GIVEN EXERCISE: Extract each line below that contains the word "provide".

RECORDS SHOWN:
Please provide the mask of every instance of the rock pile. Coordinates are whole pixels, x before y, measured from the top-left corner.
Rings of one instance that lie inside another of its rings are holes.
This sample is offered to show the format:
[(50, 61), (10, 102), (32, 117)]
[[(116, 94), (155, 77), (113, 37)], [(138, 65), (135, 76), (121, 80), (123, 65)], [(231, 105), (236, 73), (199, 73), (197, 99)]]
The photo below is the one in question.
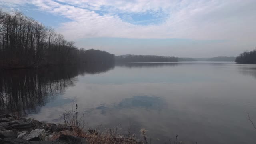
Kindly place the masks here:
[(87, 144), (74, 136), (72, 128), (46, 123), (32, 118), (18, 118), (0, 114), (0, 144)]

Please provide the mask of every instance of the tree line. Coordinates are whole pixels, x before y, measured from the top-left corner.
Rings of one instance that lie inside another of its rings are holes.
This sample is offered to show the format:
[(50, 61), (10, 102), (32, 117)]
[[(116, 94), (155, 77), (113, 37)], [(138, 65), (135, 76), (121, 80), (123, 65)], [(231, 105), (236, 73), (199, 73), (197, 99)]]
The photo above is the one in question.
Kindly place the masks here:
[(256, 48), (240, 54), (236, 58), (235, 62), (240, 64), (256, 64)]
[(0, 67), (113, 62), (114, 59), (114, 54), (105, 51), (78, 49), (53, 28), (20, 12), (0, 10)]
[(175, 62), (178, 58), (172, 56), (161, 56), (152, 55), (135, 55), (128, 54), (116, 56), (117, 62)]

ANSWER FOR THIS EXERCISE:
Please provide the mask of every instance of the rock pile. Coordinates are whole pixels, x before y, measured from the top-left corner.
Please provide the mask of every instance of the tree line. Coordinates are whole pixels, x before y, measured from the top-left corner.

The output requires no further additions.